Extract to read:
Monday at football practice I barely had the energy to put on my uniform and run the calisthenics and drills. Of course I had not memorized the plays and disappointed coach Tranchini who must have thought I had lost interest. Plebes weren’t supposed to explain that an upper-classman had detained me for an intensive come-around because we had to say, “No excuse, sir,” when we failed to do as told. My ordeal seemed senseless and surreal. Whatever obstacles others placed before me—even his grossly unfair orders, I had to rise above.

Had I accumulated more experience in problem solving and been wiser about handling traumatic assaults from incorrigible personalities, a simple solution for this dilemma was within my reach. The Academy assigned a first classman to each plebe to assist with any problems during the year. The varsity first string quarterback, Hal Spooner, was my first classman. He roomed with first team All-American Joe Bellino, who went on to win the Heisman Trophy for the most outstanding college football player of the year. Hal and Joe knew of my interest in quarterbacking the plebe team and wanted me to succeed. They would have assisted me had I mentioned any unconscionable interference and would have ended this despicable dispute. My tormenter would not be allowed to disrupt football at Annapolis. However, my stubborn will demanded I must solve my plebe problems without resorting to help from others. Viewing the dilemma as a challenge to my manhood, I didn’t want anyone running interference for me. Determined to make him realize I could do anything he ordered with a flourish, my performance would lead him to respect me once I completed his impossible tasks and won the contest of wills it seemed to me.

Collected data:
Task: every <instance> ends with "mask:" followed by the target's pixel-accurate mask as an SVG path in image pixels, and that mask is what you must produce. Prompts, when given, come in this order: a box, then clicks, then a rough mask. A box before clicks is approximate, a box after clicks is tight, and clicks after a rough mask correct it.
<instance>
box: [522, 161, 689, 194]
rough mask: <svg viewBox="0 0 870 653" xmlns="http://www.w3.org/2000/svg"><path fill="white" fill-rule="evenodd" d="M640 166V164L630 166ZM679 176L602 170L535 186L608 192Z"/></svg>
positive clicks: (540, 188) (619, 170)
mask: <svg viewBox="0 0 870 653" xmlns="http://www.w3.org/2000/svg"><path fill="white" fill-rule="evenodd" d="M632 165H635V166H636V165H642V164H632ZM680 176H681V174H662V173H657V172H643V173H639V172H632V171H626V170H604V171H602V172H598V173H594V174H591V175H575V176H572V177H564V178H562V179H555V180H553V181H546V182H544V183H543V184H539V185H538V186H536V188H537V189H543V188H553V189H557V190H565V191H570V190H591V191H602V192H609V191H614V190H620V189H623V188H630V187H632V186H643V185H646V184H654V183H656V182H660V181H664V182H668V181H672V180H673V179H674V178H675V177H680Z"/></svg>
--
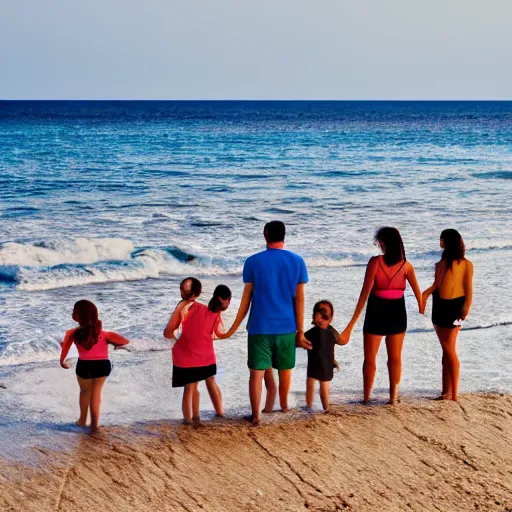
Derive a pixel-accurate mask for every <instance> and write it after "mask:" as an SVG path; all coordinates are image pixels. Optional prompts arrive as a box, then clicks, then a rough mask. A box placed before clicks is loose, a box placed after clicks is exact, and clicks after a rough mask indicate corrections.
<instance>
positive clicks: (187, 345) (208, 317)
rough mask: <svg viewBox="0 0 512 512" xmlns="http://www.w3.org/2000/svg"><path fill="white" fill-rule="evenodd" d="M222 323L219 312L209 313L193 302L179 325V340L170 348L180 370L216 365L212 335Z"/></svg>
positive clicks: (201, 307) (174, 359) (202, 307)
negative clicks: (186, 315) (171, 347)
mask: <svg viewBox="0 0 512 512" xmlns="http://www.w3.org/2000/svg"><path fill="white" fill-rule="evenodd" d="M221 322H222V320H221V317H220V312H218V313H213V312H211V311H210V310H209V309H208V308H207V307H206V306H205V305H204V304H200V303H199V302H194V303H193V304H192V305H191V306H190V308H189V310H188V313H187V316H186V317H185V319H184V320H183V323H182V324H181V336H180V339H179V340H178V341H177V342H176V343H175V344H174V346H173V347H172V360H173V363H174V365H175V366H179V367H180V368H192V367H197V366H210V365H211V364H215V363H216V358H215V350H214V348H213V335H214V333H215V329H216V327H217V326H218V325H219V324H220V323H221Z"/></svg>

Brief:
Pick up the account of plebe year at Annapolis, given at the start, right after its last sentence and continue it in the same first-person voice.

Result below:
After a few more days of driving my body into the ground my health felt awful. I had a fever, sore throat, and reported to sickbay. They did a few tests, concluded I had contracted mononucleosis, and sent me to the hospital for the next five weeks. Plebe football came to a screeching halt and the hospital allowed me ten or more hours of needed sleep, but I was too exhausted to read the first week on heavy medication.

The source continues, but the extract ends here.